- **Raw records**:

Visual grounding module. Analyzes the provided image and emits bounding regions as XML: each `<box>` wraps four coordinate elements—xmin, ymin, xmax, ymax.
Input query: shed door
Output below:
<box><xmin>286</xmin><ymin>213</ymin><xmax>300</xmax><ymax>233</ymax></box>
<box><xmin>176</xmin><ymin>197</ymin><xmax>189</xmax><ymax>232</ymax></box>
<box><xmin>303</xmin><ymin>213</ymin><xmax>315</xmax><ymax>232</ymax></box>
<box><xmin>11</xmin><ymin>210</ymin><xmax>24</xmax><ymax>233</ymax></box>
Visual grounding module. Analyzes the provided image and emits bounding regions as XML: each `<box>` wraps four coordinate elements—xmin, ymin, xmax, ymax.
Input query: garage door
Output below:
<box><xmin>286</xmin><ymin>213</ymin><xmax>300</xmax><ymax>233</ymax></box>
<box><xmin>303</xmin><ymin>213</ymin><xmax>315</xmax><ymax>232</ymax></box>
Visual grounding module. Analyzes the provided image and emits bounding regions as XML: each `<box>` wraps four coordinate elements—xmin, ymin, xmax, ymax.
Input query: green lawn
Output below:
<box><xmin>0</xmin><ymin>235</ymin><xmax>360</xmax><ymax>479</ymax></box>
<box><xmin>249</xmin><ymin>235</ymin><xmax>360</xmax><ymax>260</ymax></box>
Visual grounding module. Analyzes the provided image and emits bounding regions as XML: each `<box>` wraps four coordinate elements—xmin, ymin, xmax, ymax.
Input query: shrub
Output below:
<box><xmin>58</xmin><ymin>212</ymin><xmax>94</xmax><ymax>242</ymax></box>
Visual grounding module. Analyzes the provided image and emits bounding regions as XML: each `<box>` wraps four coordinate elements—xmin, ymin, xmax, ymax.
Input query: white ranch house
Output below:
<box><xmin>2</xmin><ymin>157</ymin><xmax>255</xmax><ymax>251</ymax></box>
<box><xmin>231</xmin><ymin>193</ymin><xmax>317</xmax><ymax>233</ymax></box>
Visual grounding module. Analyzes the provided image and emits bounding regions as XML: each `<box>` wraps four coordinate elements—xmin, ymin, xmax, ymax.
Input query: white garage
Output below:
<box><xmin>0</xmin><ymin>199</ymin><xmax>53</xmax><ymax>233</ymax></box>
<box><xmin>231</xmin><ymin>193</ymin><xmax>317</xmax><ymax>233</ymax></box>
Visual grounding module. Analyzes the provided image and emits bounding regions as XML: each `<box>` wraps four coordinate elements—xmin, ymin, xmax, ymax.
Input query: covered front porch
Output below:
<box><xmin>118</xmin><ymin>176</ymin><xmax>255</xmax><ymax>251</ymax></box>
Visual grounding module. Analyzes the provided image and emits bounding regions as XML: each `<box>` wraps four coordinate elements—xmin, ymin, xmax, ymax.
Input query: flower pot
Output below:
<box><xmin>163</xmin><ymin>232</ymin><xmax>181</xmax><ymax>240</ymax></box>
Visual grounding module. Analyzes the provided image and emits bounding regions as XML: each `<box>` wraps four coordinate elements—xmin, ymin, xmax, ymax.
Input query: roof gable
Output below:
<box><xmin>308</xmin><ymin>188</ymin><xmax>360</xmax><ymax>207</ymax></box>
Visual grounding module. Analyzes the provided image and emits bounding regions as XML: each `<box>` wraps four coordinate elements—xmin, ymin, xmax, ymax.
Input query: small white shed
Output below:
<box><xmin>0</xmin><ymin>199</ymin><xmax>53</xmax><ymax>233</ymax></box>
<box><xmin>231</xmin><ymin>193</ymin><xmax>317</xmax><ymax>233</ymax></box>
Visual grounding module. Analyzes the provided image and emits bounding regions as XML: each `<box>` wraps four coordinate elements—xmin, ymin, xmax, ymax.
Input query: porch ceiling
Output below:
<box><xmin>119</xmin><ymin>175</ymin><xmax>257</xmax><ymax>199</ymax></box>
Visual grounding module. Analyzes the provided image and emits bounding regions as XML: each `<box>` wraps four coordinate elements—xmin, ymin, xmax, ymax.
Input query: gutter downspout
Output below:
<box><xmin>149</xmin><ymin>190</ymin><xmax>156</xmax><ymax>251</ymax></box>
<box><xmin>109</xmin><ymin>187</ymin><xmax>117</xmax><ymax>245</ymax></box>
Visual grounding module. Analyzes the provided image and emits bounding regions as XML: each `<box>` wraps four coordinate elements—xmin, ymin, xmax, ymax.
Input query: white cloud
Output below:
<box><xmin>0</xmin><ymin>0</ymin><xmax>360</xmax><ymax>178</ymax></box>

- **THE PROBLEM**: Pick out each line of the items above that contains the word "garage", and copy those lines.

- **RESULT OF THIS TASK**:
Input query: garage door
Input query: white garage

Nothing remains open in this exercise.